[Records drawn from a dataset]
◇ ◇ ◇ ◇ ◇ ◇ ◇
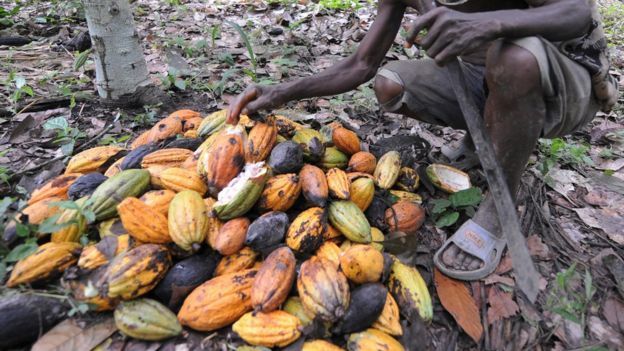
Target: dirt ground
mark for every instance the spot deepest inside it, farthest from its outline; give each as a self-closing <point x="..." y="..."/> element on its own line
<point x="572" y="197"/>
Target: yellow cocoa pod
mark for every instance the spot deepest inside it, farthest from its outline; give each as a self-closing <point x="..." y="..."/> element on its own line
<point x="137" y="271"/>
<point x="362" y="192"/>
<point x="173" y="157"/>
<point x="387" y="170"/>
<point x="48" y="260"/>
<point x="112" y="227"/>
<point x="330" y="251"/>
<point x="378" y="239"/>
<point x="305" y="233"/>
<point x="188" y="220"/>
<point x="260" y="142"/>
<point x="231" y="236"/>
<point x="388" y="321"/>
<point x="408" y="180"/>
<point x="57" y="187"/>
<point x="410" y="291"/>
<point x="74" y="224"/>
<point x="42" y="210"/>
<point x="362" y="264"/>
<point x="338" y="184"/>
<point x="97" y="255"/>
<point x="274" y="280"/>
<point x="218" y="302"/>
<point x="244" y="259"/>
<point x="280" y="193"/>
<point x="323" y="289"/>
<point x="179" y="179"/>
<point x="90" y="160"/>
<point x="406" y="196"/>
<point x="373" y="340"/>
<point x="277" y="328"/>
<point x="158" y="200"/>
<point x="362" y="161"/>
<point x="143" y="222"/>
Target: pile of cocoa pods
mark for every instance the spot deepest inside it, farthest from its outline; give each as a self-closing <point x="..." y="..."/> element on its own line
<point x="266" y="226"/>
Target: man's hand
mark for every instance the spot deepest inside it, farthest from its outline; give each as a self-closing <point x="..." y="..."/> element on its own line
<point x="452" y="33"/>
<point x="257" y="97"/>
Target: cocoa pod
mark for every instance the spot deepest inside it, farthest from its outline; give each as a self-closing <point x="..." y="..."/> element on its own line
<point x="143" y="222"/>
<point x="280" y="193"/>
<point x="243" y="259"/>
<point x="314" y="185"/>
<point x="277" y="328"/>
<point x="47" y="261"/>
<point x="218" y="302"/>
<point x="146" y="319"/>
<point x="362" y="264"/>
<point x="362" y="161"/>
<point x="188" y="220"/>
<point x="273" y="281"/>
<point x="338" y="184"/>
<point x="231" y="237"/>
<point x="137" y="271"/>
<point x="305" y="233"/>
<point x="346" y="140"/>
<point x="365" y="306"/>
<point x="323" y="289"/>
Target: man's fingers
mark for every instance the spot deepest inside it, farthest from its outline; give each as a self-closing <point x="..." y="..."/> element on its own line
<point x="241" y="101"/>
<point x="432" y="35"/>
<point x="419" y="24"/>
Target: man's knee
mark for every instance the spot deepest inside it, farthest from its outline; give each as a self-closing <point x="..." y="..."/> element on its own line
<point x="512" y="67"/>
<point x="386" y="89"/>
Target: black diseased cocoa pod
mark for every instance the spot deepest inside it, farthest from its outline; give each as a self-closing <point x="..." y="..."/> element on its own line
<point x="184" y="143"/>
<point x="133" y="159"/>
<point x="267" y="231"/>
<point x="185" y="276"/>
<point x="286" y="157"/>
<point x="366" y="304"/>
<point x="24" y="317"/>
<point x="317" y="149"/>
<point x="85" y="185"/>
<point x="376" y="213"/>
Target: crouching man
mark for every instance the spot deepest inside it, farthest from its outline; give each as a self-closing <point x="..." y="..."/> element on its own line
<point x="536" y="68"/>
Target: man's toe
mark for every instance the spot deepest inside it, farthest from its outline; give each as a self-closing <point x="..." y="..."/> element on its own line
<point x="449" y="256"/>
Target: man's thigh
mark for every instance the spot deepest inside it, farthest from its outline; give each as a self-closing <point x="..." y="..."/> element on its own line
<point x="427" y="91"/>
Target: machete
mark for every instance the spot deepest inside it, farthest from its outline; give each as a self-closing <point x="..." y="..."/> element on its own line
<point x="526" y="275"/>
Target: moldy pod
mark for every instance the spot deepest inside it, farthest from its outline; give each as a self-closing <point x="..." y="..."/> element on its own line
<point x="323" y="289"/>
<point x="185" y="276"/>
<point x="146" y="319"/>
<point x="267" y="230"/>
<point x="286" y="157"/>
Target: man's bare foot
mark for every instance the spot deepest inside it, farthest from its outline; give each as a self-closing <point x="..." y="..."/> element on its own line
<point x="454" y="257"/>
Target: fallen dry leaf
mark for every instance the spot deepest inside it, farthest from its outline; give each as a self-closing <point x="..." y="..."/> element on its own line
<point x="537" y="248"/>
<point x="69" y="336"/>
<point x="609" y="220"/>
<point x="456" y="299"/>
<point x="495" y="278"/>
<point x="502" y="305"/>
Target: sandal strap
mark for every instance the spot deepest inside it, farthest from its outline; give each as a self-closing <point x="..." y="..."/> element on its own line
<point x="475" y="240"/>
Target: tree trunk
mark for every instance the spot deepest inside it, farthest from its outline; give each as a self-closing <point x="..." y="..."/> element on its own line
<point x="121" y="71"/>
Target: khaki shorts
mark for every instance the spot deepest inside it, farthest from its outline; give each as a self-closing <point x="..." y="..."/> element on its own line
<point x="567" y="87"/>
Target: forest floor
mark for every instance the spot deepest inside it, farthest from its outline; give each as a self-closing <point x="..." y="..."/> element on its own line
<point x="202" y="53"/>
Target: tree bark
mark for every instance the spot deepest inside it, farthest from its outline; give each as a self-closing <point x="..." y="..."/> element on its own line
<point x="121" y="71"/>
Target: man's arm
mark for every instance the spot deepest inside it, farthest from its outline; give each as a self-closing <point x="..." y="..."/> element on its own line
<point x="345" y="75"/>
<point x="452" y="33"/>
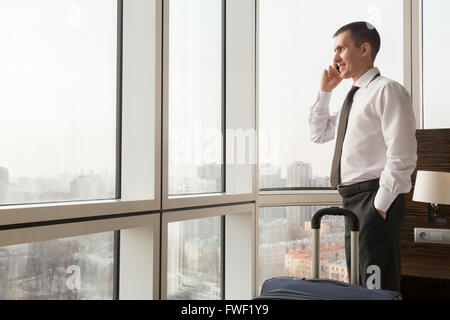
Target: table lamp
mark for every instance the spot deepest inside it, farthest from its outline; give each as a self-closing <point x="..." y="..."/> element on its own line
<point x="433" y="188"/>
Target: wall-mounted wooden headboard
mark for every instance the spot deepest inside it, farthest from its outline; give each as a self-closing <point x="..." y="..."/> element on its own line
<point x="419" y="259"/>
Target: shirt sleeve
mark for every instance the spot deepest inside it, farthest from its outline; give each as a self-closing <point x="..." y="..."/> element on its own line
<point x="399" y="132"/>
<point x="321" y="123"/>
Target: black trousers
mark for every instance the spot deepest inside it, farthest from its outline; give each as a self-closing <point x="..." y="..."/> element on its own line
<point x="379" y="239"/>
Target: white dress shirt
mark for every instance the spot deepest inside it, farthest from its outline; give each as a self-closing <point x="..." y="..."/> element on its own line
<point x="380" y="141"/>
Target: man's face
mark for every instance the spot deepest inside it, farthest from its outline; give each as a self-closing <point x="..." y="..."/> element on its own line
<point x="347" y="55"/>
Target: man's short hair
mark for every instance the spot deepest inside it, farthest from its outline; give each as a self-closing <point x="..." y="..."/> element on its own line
◇ ◇ ◇ ◇ ◇ ◇ ◇
## [TASK REQUIREMENTS]
Exactly the lines from the top of the entries through the line with "Target: yellow cocoa pod", inclusive, must be given again, with every picture omitted.

## [ANSWER TO THE PROBLEM]
Target: dirt ground
mark for every instance the spot deepest inside it, farthest from its outline; give each as a self-closing <point x="..." y="..."/> element on its own line
<point x="572" y="197"/>
Target: yellow cocoa pod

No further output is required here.